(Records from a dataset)

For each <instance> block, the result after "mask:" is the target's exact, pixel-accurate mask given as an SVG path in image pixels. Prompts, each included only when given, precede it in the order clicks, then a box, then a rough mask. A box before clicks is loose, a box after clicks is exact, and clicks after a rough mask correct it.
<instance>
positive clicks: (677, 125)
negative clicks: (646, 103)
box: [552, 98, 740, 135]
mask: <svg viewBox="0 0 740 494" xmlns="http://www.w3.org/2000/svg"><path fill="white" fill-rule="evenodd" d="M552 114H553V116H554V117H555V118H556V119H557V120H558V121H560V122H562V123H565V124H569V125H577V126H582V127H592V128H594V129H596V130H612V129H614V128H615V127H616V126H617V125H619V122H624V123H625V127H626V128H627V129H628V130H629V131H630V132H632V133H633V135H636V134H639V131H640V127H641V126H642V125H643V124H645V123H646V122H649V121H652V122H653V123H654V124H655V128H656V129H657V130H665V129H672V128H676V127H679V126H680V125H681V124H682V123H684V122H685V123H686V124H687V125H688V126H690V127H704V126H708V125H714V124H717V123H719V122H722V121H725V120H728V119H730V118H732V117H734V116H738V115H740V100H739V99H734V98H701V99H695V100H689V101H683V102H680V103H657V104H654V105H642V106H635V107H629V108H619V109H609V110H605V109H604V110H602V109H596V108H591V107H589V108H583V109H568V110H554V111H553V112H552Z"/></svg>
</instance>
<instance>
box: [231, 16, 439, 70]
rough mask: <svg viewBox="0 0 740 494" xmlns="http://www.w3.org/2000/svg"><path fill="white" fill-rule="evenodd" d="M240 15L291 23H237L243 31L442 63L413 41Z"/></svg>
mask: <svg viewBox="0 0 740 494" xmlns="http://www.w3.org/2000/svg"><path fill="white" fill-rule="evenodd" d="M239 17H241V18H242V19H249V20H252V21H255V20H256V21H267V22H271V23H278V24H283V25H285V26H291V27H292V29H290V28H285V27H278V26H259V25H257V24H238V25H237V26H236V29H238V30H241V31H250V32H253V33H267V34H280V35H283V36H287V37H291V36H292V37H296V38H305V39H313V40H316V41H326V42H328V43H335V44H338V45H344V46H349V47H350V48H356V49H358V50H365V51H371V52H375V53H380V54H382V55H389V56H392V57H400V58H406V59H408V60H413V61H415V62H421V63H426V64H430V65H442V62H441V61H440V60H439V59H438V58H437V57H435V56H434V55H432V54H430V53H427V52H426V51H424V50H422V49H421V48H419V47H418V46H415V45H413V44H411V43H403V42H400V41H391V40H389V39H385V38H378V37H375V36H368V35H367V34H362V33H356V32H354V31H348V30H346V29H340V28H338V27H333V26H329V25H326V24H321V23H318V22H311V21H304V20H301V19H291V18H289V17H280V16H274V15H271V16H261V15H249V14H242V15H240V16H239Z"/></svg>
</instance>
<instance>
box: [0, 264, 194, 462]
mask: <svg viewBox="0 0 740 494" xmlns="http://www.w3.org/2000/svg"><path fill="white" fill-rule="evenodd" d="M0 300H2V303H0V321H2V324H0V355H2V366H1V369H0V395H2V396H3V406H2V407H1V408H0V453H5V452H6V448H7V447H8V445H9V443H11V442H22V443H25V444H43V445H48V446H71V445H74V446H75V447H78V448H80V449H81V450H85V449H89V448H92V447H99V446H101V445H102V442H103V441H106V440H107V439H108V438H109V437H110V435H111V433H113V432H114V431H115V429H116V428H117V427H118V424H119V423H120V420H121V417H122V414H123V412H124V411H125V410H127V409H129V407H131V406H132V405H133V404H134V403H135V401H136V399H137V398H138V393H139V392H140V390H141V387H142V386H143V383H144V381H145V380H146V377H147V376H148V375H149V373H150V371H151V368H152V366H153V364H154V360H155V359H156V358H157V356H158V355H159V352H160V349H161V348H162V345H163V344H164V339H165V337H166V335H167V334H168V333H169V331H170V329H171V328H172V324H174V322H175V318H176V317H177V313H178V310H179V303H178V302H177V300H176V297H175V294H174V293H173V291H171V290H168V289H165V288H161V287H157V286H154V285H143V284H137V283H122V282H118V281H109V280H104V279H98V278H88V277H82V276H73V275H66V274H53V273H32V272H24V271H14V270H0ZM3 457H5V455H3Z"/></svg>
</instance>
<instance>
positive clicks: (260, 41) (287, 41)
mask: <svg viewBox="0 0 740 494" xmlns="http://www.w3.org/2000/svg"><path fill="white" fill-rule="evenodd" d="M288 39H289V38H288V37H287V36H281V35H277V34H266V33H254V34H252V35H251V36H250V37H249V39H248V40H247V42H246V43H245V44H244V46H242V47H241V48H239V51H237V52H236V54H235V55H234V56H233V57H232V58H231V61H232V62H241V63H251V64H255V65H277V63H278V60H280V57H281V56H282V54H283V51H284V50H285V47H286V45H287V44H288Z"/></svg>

» **Work required**:
Reproduce the data shown above exactly.

» **Output for this task**:
For each <instance> block, the result after "mask:" is the target's exact, pixel-accurate mask given as an SVG path in image pixels. Prompts, each included only when given, precede it in the order clicks, then a box, then a rough mask. A box before clicks is loose, a box after clicks is exact, and clicks after a rough mask correct it.
<instance>
positive clicks: (677, 125)
negative clicks: (646, 103)
box: [552, 98, 740, 135]
mask: <svg viewBox="0 0 740 494" xmlns="http://www.w3.org/2000/svg"><path fill="white" fill-rule="evenodd" d="M552 114H553V116H554V117H555V118H556V119H557V120H558V121H560V122H562V123H565V124H569V125H577V126H582V127H592V128H594V129H596V130H612V129H614V128H615V127H616V126H617V125H619V122H624V123H625V127H626V128H627V129H628V130H629V131H630V132H632V133H633V135H636V134H639V131H640V127H641V126H642V125H643V124H645V123H646V122H649V121H652V122H653V123H654V124H655V128H656V129H657V130H665V129H672V128H676V127H679V126H680V125H681V124H682V123H684V122H685V123H686V124H687V125H688V126H690V127H704V126H708V125H714V124H717V123H719V122H722V121H725V120H728V119H730V118H732V117H734V116H738V115H740V100H739V99H734V98H701V99H695V100H689V101H683V102H680V103H657V104H654V105H642V106H635V107H629V108H619V109H609V110H605V109H604V110H602V109H596V108H591V107H589V108H583V109H568V110H554V111H553V112H552Z"/></svg>
</instance>
<instance>
box: [231, 16, 439, 70]
rough mask: <svg viewBox="0 0 740 494" xmlns="http://www.w3.org/2000/svg"><path fill="white" fill-rule="evenodd" d="M240 15L291 23H237L243 31L442 63L413 41Z"/></svg>
mask: <svg viewBox="0 0 740 494" xmlns="http://www.w3.org/2000/svg"><path fill="white" fill-rule="evenodd" d="M239 17H241V18H242V19H249V20H252V21H255V20H256V21H267V22H271V23H278V24H283V25H285V26H291V27H292V29H290V28H285V27H278V26H259V25H257V24H238V25H237V26H236V29H238V30H241V31H250V32H253V33H267V34H280V35H283V36H287V37H291V36H292V37H296V38H305V39H313V40H316V41H326V42H328V43H335V44H338V45H344V46H349V47H350V48H356V49H358V50H365V51H371V52H375V53H380V54H382V55H389V56H392V57H400V58H406V59H408V60H413V61H415V62H421V63H426V64H430V65H442V62H441V61H440V60H439V59H438V58H437V57H435V56H434V55H432V54H430V53H427V52H426V51H424V50H422V49H421V48H419V47H418V46H415V45H413V44H411V43H403V42H400V41H391V40H389V39H385V38H378V37H375V36H368V35H367V34H362V33H356V32H354V31H348V30H346V29H340V28H338V27H333V26H329V25H326V24H321V23H318V22H311V21H304V20H301V19H291V18H289V17H280V16H274V15H271V16H261V15H249V14H242V15H240V16H239Z"/></svg>
</instance>
<instance>
box: [0, 264, 194, 462]
mask: <svg viewBox="0 0 740 494" xmlns="http://www.w3.org/2000/svg"><path fill="white" fill-rule="evenodd" d="M0 300H2V303H0V321H2V324H0V355H2V366H1V369H0V395H2V396H3V406H2V407H1V408H0V453H5V452H6V448H7V447H8V445H9V443H11V442H22V443H25V444H43V445H48V446H71V445H74V446H75V447H78V448H80V449H81V450H85V449H89V448H92V447H99V446H101V445H102V442H103V441H106V440H107V439H108V438H109V437H110V435H111V433H113V432H114V431H115V429H116V428H117V427H118V424H119V423H120V420H121V417H122V414H123V412H124V411H125V410H127V409H129V407H131V406H132V405H133V404H134V403H135V401H136V399H137V398H138V393H139V392H140V390H141V387H142V386H143V383H144V381H145V380H146V377H147V376H148V375H149V373H150V371H151V368H152V366H153V364H154V360H155V359H156V358H157V356H158V355H159V352H160V349H161V348H162V345H163V344H164V339H165V337H166V335H167V334H168V333H169V331H170V329H171V328H172V324H174V322H175V318H176V317H177V313H178V310H179V303H178V302H177V300H176V297H175V294H174V293H173V291H171V290H168V289H165V288H161V287H157V286H154V285H143V284H137V283H122V282H118V281H109V280H104V279H98V278H88V277H82V276H73V275H66V274H53V273H32V272H24V271H14V270H0ZM3 457H5V455H3Z"/></svg>
</instance>
<instance>
positive clicks: (260, 41) (287, 41)
mask: <svg viewBox="0 0 740 494" xmlns="http://www.w3.org/2000/svg"><path fill="white" fill-rule="evenodd" d="M288 39H289V38H288V37H287V36H281V35H277V34H266V33H254V34H252V35H251V36H250V37H249V39H248V40H247V42H246V43H245V44H244V46H242V47H241V48H239V51H237V52H236V54H235V55H234V56H233V57H232V58H231V61H232V62H241V63H251V64H255V65H277V63H278V60H280V57H281V56H282V54H283V51H284V50H285V47H286V45H287V44H288Z"/></svg>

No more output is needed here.